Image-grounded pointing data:
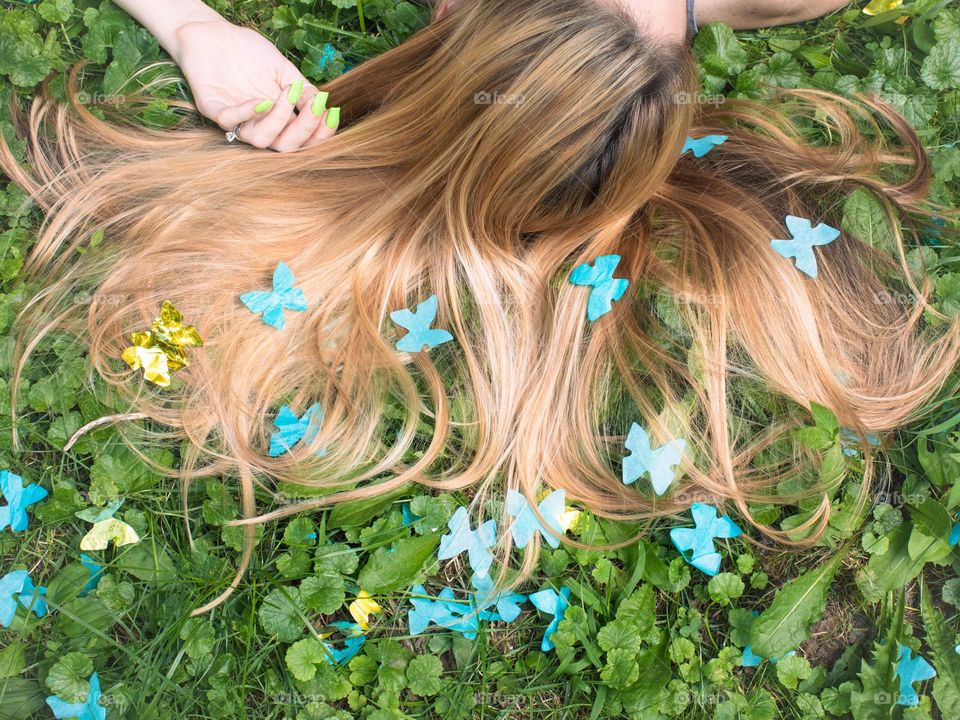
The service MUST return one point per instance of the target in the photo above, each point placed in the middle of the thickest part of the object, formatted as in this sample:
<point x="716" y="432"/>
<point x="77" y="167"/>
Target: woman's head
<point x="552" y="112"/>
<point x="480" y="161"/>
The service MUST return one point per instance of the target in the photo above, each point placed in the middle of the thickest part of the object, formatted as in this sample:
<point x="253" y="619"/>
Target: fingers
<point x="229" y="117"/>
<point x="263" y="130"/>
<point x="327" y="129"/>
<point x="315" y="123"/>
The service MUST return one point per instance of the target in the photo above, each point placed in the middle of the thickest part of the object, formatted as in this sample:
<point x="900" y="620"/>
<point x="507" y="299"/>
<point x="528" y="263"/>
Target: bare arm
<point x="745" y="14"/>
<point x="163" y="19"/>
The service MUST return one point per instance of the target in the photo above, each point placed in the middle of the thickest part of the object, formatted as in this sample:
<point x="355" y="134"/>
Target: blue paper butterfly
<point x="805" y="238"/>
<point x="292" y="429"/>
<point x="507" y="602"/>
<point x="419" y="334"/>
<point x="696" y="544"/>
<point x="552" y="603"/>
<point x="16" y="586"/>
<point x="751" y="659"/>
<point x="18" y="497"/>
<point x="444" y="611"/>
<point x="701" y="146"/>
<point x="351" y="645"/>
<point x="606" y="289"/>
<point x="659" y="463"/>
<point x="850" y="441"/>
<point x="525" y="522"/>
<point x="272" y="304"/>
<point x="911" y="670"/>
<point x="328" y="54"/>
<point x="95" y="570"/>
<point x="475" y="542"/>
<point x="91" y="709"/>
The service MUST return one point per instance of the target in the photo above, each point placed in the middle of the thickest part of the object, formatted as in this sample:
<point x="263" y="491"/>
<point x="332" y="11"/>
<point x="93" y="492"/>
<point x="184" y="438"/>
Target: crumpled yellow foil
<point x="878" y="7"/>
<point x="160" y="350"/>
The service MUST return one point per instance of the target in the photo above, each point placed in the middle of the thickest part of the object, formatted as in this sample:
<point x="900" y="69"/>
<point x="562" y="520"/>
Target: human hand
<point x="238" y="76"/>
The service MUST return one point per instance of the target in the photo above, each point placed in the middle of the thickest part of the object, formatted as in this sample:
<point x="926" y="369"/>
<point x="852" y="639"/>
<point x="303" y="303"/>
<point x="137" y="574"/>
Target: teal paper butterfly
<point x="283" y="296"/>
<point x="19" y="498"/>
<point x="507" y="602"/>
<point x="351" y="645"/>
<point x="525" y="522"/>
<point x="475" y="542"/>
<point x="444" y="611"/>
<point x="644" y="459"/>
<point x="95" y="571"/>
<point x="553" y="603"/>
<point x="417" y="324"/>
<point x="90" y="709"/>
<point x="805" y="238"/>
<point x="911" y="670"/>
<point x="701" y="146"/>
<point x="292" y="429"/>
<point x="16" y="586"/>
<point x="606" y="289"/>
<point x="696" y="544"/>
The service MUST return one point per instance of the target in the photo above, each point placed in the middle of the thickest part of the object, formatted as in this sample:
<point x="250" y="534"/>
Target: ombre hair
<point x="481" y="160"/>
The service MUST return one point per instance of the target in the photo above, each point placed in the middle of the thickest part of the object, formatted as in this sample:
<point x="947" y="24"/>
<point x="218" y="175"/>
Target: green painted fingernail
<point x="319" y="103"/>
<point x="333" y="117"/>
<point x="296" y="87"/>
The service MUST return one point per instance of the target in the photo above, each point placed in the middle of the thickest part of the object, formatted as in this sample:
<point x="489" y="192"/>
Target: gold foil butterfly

▶ **EXERCISE DIRECTIONS**:
Copy every line of the records exactly as it is written, but not the pictures.

▶ **REPLY TO THE TASK**:
The service MUST return one point per instance of the target in the photo above, each point placed in the middle of the thickest part of the object, formatted as in this sample:
<point x="716" y="432"/>
<point x="77" y="167"/>
Target: woman's head
<point x="552" y="112"/>
<point x="480" y="161"/>
The service MUST return one point per instance of the target in the photo above, each point placed in the middle of the thickest part of the object, formatted as in this sample:
<point x="253" y="619"/>
Target: fingers
<point x="229" y="117"/>
<point x="263" y="130"/>
<point x="327" y="129"/>
<point x="315" y="123"/>
The service MUST return one point per instance of the target in the photo above, each point placed in the middle of the thickest part of the object, formatted as in this sample:
<point x="900" y="620"/>
<point x="507" y="299"/>
<point x="528" y="263"/>
Target: bare arm
<point x="745" y="14"/>
<point x="163" y="19"/>
The service MUST return one point per instance of the target in the photo above, each point placed in the middle of the thickest part of the object, formatted as in this sample:
<point x="355" y="134"/>
Target: blue paper butterfly
<point x="805" y="238"/>
<point x="292" y="429"/>
<point x="507" y="602"/>
<point x="419" y="334"/>
<point x="696" y="544"/>
<point x="552" y="603"/>
<point x="16" y="586"/>
<point x="751" y="659"/>
<point x="18" y="497"/>
<point x="444" y="611"/>
<point x="701" y="146"/>
<point x="351" y="645"/>
<point x="606" y="289"/>
<point x="659" y="463"/>
<point x="850" y="441"/>
<point x="525" y="522"/>
<point x="272" y="304"/>
<point x="911" y="670"/>
<point x="328" y="54"/>
<point x="95" y="570"/>
<point x="475" y="542"/>
<point x="91" y="709"/>
The service MUST return one point per instance of the target in the photo above, each point placed in the middle of the thickest part of the object, formatted as in this sample:
<point x="263" y="491"/>
<point x="332" y="11"/>
<point x="93" y="492"/>
<point x="184" y="438"/>
Target: crumpled yellow foil
<point x="878" y="7"/>
<point x="160" y="350"/>
The service MUST return one point per instance of the target in the photo above, each point placed in the middle of the thickest part of the object, formatted as in this sample:
<point x="900" y="69"/>
<point x="562" y="520"/>
Target: human hand
<point x="238" y="76"/>
The service MUST return one point per instance of the target in the photo above, each point placed in the middle of the thickest part of the object, formatted as in this sample:
<point x="926" y="369"/>
<point x="852" y="639"/>
<point x="303" y="303"/>
<point x="137" y="574"/>
Target: teal paper butterfly
<point x="283" y="296"/>
<point x="19" y="498"/>
<point x="507" y="602"/>
<point x="351" y="645"/>
<point x="525" y="522"/>
<point x="475" y="542"/>
<point x="444" y="611"/>
<point x="644" y="459"/>
<point x="95" y="571"/>
<point x="553" y="603"/>
<point x="417" y="324"/>
<point x="90" y="709"/>
<point x="805" y="238"/>
<point x="911" y="670"/>
<point x="701" y="146"/>
<point x="292" y="429"/>
<point x="16" y="586"/>
<point x="606" y="289"/>
<point x="696" y="544"/>
The service MUST return one point per instance of the target in the photo above, each point placed in the middle of the thickest part of the object, formatted as in this sample:
<point x="250" y="534"/>
Target: ombre hair
<point x="481" y="160"/>
The service MUST return one point per instance of the target in the photo above, each point placed in the middle of the thickest part of the object, formatted as in this sample:
<point x="947" y="24"/>
<point x="218" y="175"/>
Target: green painted fingernail
<point x="319" y="103"/>
<point x="333" y="117"/>
<point x="296" y="87"/>
The service MUST return one point per instance of the target in the photo above, each point placed in the middle of the thickest part of the object, formatted as in this sample:
<point x="489" y="192"/>
Target: gold foil butterfly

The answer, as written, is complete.